What is needed.
Set out every line of the material below as a Markdown table with the columns "No." and "Line," numbering the rows and skipping blank lines. Leave the pictures out of the table.

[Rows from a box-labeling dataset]
============

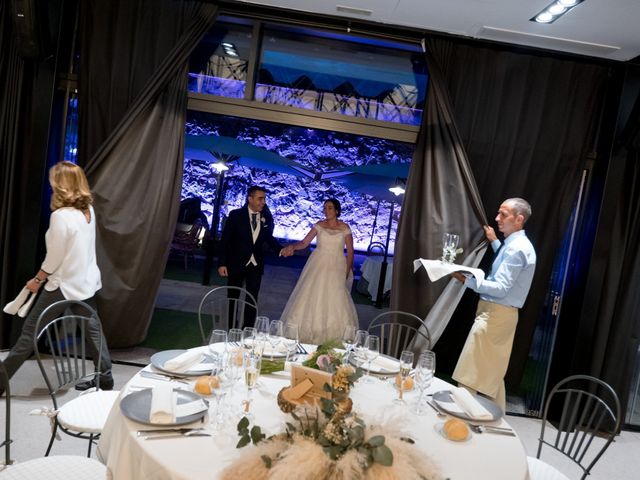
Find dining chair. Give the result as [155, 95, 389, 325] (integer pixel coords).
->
[527, 375, 622, 480]
[0, 360, 110, 480]
[198, 286, 258, 345]
[368, 310, 431, 358]
[33, 300, 120, 457]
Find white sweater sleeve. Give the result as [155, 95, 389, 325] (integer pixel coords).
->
[40, 212, 69, 274]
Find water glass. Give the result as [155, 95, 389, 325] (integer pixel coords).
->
[342, 325, 356, 363]
[282, 324, 298, 362]
[364, 335, 380, 383]
[393, 350, 413, 405]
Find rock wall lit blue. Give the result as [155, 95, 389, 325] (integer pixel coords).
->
[182, 112, 414, 252]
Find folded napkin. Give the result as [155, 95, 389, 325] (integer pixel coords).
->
[451, 387, 493, 420]
[371, 356, 400, 372]
[2, 287, 36, 318]
[149, 384, 176, 424]
[162, 350, 203, 373]
[413, 258, 484, 282]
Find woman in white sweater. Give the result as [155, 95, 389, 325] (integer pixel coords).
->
[4, 162, 113, 390]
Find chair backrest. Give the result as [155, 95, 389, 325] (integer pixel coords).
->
[0, 360, 13, 465]
[198, 286, 258, 345]
[536, 375, 622, 479]
[367, 242, 386, 256]
[368, 310, 431, 358]
[33, 300, 103, 408]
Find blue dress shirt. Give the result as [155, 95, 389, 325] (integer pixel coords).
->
[464, 230, 536, 308]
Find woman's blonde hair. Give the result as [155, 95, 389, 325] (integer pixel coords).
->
[49, 161, 93, 210]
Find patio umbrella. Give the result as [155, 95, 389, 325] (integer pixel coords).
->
[184, 135, 300, 175]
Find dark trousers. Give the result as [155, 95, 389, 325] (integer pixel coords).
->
[4, 288, 111, 378]
[227, 264, 262, 327]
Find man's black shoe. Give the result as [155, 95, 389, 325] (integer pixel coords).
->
[76, 373, 113, 391]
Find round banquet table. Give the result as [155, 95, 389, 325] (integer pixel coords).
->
[97, 347, 528, 480]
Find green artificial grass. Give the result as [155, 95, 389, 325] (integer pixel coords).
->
[140, 308, 202, 350]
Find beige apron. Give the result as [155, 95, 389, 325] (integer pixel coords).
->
[453, 300, 518, 398]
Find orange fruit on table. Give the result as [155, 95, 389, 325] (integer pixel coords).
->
[193, 375, 220, 395]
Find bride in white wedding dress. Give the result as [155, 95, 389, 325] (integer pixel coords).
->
[281, 198, 358, 344]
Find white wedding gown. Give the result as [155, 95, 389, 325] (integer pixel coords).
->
[281, 224, 358, 344]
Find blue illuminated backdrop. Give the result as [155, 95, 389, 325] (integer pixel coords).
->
[182, 111, 414, 252]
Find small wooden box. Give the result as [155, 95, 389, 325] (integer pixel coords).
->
[291, 365, 333, 399]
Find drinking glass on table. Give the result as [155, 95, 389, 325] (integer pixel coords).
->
[242, 352, 262, 419]
[227, 328, 242, 347]
[255, 316, 269, 340]
[411, 350, 436, 415]
[353, 330, 369, 363]
[393, 350, 413, 405]
[209, 330, 227, 375]
[364, 335, 380, 383]
[442, 233, 460, 263]
[282, 324, 298, 362]
[342, 325, 356, 363]
[267, 320, 284, 360]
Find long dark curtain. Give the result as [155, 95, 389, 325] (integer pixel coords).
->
[391, 42, 487, 343]
[572, 80, 640, 422]
[394, 39, 608, 383]
[79, 0, 217, 347]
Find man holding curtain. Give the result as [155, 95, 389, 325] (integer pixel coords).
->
[218, 186, 282, 327]
[452, 198, 536, 412]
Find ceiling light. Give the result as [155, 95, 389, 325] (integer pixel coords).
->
[536, 12, 553, 23]
[547, 3, 567, 15]
[529, 0, 583, 23]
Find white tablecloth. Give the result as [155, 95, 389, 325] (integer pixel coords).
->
[360, 256, 393, 302]
[98, 346, 528, 480]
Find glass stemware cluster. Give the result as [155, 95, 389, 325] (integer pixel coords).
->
[442, 233, 460, 263]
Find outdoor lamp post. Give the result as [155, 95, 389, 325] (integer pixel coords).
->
[376, 177, 407, 308]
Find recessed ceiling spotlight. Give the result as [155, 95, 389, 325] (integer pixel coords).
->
[529, 0, 583, 23]
[536, 12, 553, 23]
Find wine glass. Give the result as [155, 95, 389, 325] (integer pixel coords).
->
[364, 335, 380, 383]
[342, 325, 356, 363]
[267, 320, 284, 361]
[412, 350, 436, 415]
[354, 330, 369, 363]
[255, 316, 269, 340]
[241, 327, 257, 350]
[209, 329, 227, 375]
[282, 324, 298, 363]
[242, 352, 262, 419]
[227, 328, 242, 347]
[393, 350, 413, 405]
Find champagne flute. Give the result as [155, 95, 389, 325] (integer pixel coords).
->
[209, 329, 227, 375]
[267, 320, 284, 361]
[342, 325, 356, 363]
[242, 352, 262, 419]
[393, 350, 413, 405]
[282, 324, 298, 363]
[412, 350, 436, 415]
[354, 330, 369, 363]
[364, 335, 380, 383]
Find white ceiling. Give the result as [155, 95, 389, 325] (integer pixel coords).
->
[232, 0, 640, 61]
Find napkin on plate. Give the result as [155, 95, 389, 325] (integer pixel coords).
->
[162, 350, 202, 372]
[365, 356, 400, 372]
[149, 385, 176, 424]
[451, 387, 493, 420]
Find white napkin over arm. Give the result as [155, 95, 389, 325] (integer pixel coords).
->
[451, 387, 493, 420]
[162, 350, 203, 373]
[149, 385, 176, 424]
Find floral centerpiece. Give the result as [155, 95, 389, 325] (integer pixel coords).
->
[222, 343, 441, 480]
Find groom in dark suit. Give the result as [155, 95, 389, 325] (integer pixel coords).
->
[218, 186, 282, 327]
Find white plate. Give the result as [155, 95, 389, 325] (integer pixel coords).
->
[433, 390, 502, 422]
[120, 388, 207, 427]
[150, 350, 211, 377]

============

Expected answer.
| No. | Line |
|---|---|
| 1 | Find dining chair. Give the result as [155, 95, 389, 325] (integer pixel coords). |
| 2 | -> |
| 3 | [527, 375, 622, 480] |
| 4 | [0, 360, 110, 480] |
| 5 | [198, 286, 258, 345] |
| 6 | [368, 310, 431, 358] |
| 7 | [33, 300, 120, 457] |
| 8 | Find white sweater sleeve. Give the result as [155, 95, 389, 325] (integer pixel coords). |
| 9 | -> |
| 10 | [40, 212, 69, 274] |
| 11 | Find water glass. Give the result as [155, 95, 389, 325] (integer pixel coords). |
| 12 | -> |
| 13 | [342, 325, 356, 363] |
| 14 | [282, 324, 298, 362] |
| 15 | [364, 335, 380, 383] |
| 16 | [393, 350, 413, 405] |
| 17 | Find rock wall lit blue. Give the result as [155, 95, 389, 325] (integer pixel coords). |
| 18 | -> |
| 19 | [182, 112, 414, 252] |
| 20 | Find folded napkin. Give the result as [155, 95, 389, 325] (integer pixel coords). |
| 21 | -> |
| 22 | [451, 387, 493, 420] |
| 23 | [371, 356, 400, 372] |
| 24 | [2, 287, 36, 318] |
| 25 | [149, 384, 176, 424] |
| 26 | [162, 350, 203, 373] |
| 27 | [413, 258, 484, 282] |
| 28 | Find woman in white sweater. Give the result as [155, 95, 389, 325] (integer pixel coords). |
| 29 | -> |
| 30 | [4, 162, 113, 390] |
| 31 | Find chair backrest. Give the result as [155, 95, 389, 325] (integer pixel coords). |
| 32 | -> |
| 33 | [0, 360, 13, 465] |
| 34 | [198, 286, 258, 345] |
| 35 | [536, 375, 622, 479] |
| 36 | [367, 242, 386, 256] |
| 37 | [368, 310, 431, 358] |
| 38 | [33, 300, 103, 408] |
| 39 | Find blue dress shirt. Give the result as [155, 95, 389, 325] (integer pixel coords). |
| 40 | -> |
| 41 | [464, 230, 536, 308] |
| 42 | Find woman's blonde hair. Give the result as [155, 95, 389, 325] (integer pixel coords). |
| 43 | -> |
| 44 | [49, 161, 93, 210] |
| 45 | Find patio umbrella. Give the result as [155, 95, 389, 325] (integer pixel coords). |
| 46 | -> |
| 47 | [184, 135, 300, 175] |
| 48 | Find dark trousers. Give the result as [155, 95, 389, 325] (integer pixel coords). |
| 49 | -> |
| 50 | [4, 288, 111, 378] |
| 51 | [227, 264, 262, 327] |
| 52 | Find man's black shoe. Give the result as [155, 95, 389, 325] (integer pixel coords). |
| 53 | -> |
| 54 | [76, 373, 113, 391] |
| 55 | Find round banquet table. Give the result as [155, 95, 389, 325] (integer pixel coords). |
| 56 | -> |
| 57 | [97, 347, 528, 480] |
| 58 | Find green artificial grass. Give the result as [155, 95, 389, 325] (integer pixel coords). |
| 59 | -> |
| 60 | [140, 308, 202, 350] |
| 61 | Find beige apron. Give the result as [155, 95, 389, 325] (integer pixel coords). |
| 62 | -> |
| 63 | [453, 300, 518, 398] |
| 64 | Find orange fruit on table. Give the result as [155, 95, 389, 325] (integer pixel coords). |
| 65 | -> |
| 66 | [193, 375, 220, 395] |
| 67 | Find bride in white wedding dress. Give the result as [155, 95, 389, 325] (integer pixel coords). |
| 68 | -> |
| 69 | [281, 198, 358, 344] |
| 70 | Find white wedding gown. Give the result as [155, 95, 389, 325] (integer pixel coords). |
| 71 | -> |
| 72 | [281, 224, 358, 344] |
| 73 | Find blue illuminated backdrop. Give the result as [155, 95, 389, 325] (integer pixel coords). |
| 74 | -> |
| 75 | [182, 111, 414, 252] |
| 76 | Find small wooden box. Give the result as [155, 95, 389, 325] (integer pixel coords). |
| 77 | -> |
| 78 | [291, 365, 333, 399] |
| 79 | Find drinking glass on table. Give the result as [155, 95, 389, 325] (integer pixel coords). |
| 80 | -> |
| 81 | [242, 352, 262, 419] |
| 82 | [227, 328, 242, 347] |
| 83 | [255, 316, 269, 340] |
| 84 | [411, 350, 436, 415] |
| 85 | [353, 330, 369, 363] |
| 86 | [393, 350, 413, 405] |
| 87 | [209, 330, 227, 375] |
| 88 | [364, 335, 380, 383] |
| 89 | [442, 233, 460, 263] |
| 90 | [282, 324, 298, 362] |
| 91 | [342, 325, 356, 363] |
| 92 | [267, 320, 284, 360] |
| 93 | Find long dark curtain. Give the result as [155, 95, 389, 325] (integer pixel coords). |
| 94 | -> |
| 95 | [391, 42, 487, 343] |
| 96 | [572, 80, 640, 422] |
| 97 | [394, 39, 608, 383] |
| 98 | [79, 0, 217, 347] |
| 99 | Find man holding curtain. Give the result as [155, 95, 389, 325] (integer pixel coords). |
| 100 | -> |
| 101 | [218, 186, 282, 327] |
| 102 | [452, 198, 536, 412] |
| 103 | Find ceiling light. Give the result as [155, 95, 389, 325] (integer pixel coords). |
| 104 | -> |
| 105 | [536, 12, 553, 23] |
| 106 | [547, 3, 567, 15] |
| 107 | [529, 0, 583, 23] |
| 108 | Find white tablecloth. Give the result as [155, 95, 389, 325] (integer pixel coords). |
| 109 | -> |
| 110 | [360, 256, 393, 302] |
| 111 | [98, 346, 528, 480] |
| 112 | Find glass stemware cluster. Give the result as [155, 95, 389, 325] (integer pixel coords). |
| 113 | -> |
| 114 | [442, 233, 460, 263] |
| 115 | Find outdoor lamp post. Give the result as [155, 95, 389, 325] (integer pixel coords). |
| 116 | -> |
| 117 | [376, 177, 407, 308] |
| 118 | Find recessed ceiling spotlight. Give the result as [155, 95, 389, 325] (integer pixel coords). |
| 119 | -> |
| 120 | [529, 0, 583, 23] |
| 121 | [536, 12, 553, 23] |
| 122 | Find wine glass. Give the result as [155, 95, 389, 325] (integer pixel coords). |
| 123 | -> |
| 124 | [364, 335, 380, 383] |
| 125 | [342, 325, 356, 363] |
| 126 | [267, 320, 284, 361] |
| 127 | [412, 350, 436, 415] |
| 128 | [354, 330, 369, 363] |
| 129 | [255, 316, 269, 340] |
| 130 | [241, 327, 257, 350] |
| 131 | [209, 329, 227, 375] |
| 132 | [282, 324, 298, 363] |
| 133 | [242, 352, 262, 419] |
| 134 | [227, 328, 242, 347] |
| 135 | [393, 350, 413, 405] |
| 136 | Find champagne flute. Give the result as [155, 95, 389, 325] (integer pixel coords). |
| 137 | -> |
| 138 | [209, 329, 227, 375] |
| 139 | [267, 320, 284, 361] |
| 140 | [342, 325, 356, 363] |
| 141 | [242, 352, 262, 419] |
| 142 | [393, 350, 413, 405] |
| 143 | [282, 324, 298, 363] |
| 144 | [412, 350, 436, 415] |
| 145 | [354, 330, 369, 363] |
| 146 | [364, 335, 380, 383] |
| 147 | Find white ceiling. Give the result as [155, 95, 389, 325] (integer pixel coords). |
| 148 | -> |
| 149 | [232, 0, 640, 61] |
| 150 | Find napkin on plate. Give the result as [155, 95, 389, 325] (integer pixel coords). |
| 151 | -> |
| 152 | [162, 350, 202, 372] |
| 153 | [365, 356, 400, 372] |
| 154 | [149, 385, 176, 424] |
| 155 | [451, 387, 493, 420] |
| 156 | Find white napkin over arm. Give the result as [155, 95, 389, 325] (integer pixel coords). |
| 157 | -> |
| 158 | [451, 387, 493, 420] |
| 159 | [162, 350, 203, 373] |
| 160 | [149, 385, 176, 424] |
| 161 | Find floral centerpiece. Give the result as [155, 95, 389, 325] (integer pixel coords). |
| 162 | -> |
| 163 | [222, 343, 441, 480] |
| 164 | Find groom in dark suit. Give the result as [155, 95, 389, 325] (integer pixel coords). |
| 165 | -> |
| 166 | [218, 186, 282, 327] |
| 167 | Find white plate. Give the result as [155, 95, 389, 325] (integer pixel coords). |
| 168 | -> |
| 169 | [433, 390, 502, 422] |
| 170 | [120, 388, 207, 427] |
| 171 | [150, 350, 211, 377] |